● PROBLEM TO WORK ON
Extract the whole forum post below about the fslNets error, reproducing every line of it word for word.

Hi everyone,

I am attempting to run fslNets on the results of a dual regression analysis by editing nets_example.m. Everything runs fine til the following command.

netmat11=nets_makemats(ts,'pwling');                   % Hyvarinen's pairwise causality measure

Below are the error messages I get when I do:

Undefined function or variable 't'.

Error in nanmean (line 7)
N = sum(~isnan(t), dim);

Error in skewness (line 39)
x0 = x - repmat(nanmean(x,dim), tile);

Error in pwling (line 29)
    for i=1:n; X(i,:)=X(i,:)*sign(skewness(X(i,:))); end

Error in nets_makemats (line 32)
      grot=pwling(grot',pwl);


Does anyone know what the problem might be?

● STORED DATA

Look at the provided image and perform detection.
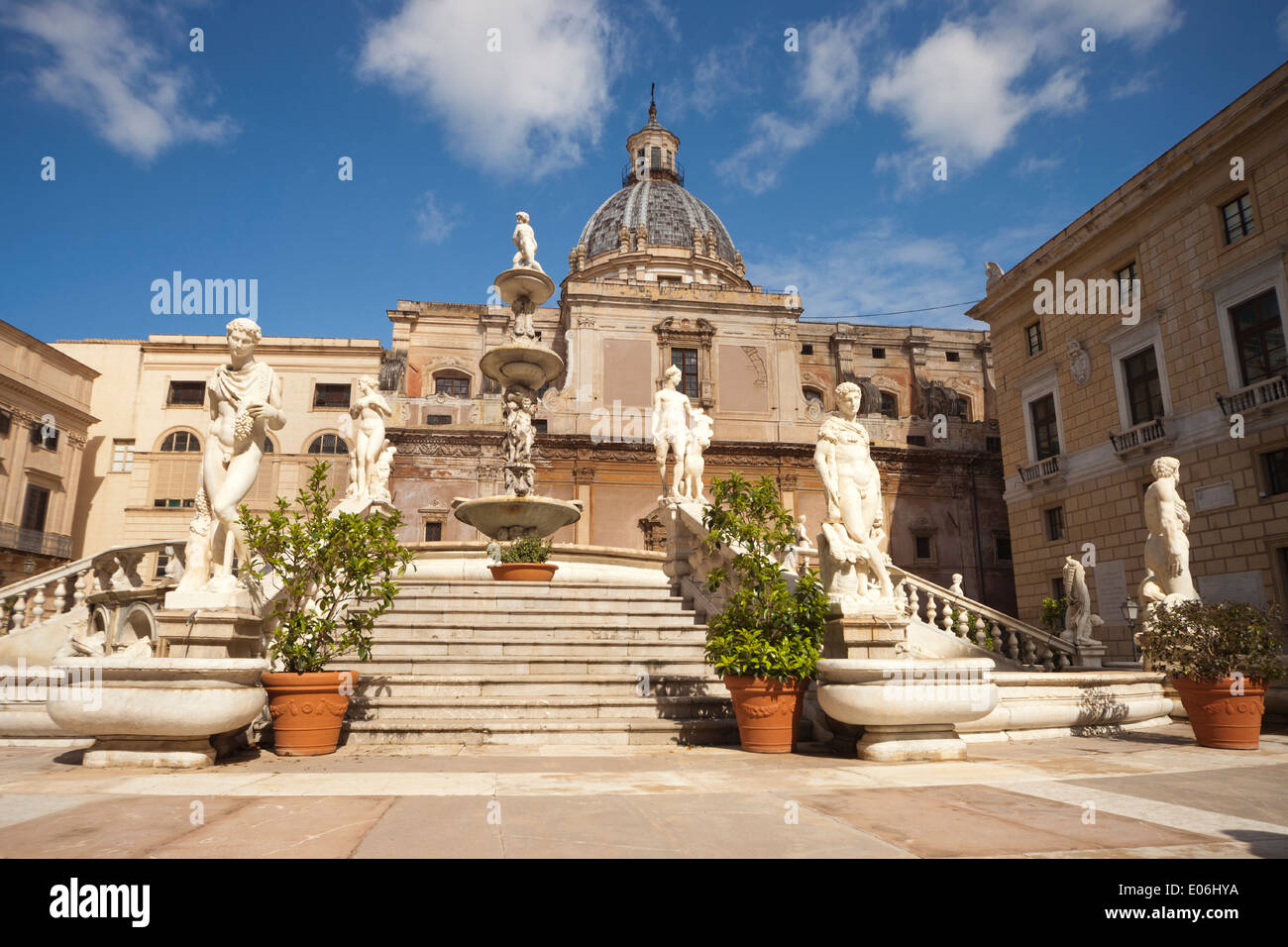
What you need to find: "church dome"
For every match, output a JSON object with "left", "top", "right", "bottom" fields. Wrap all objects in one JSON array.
[{"left": 577, "top": 174, "right": 735, "bottom": 265}]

● SOLUTION TO THE PROBLEM
Hi everyone,

I am attempting to run fslNets on the results of a dual regression analysis by editing nets_example.m. Everything runs fine til the following command.

netmat11=nets_makemats(ts,'pwling');                   % Hyvarinen's pairwise causality measure

Below are the error messages I get when I do:

Undefined function or variable 't'.

Error in nanmean (line 7)
N = sum(~isnan(t), dim);

Error in skewness (line 39)
x0 = x - repmat(nanmean(x,dim), tile);

Error in pwling (line 29)
    for i=1:n; X(i,:)=X(i,:)*sign(skewness(X(i,:))); end

Error in nets_makemats (line 32)
      grot=pwling(grot',pwl);


Does anyone know what the problem might be?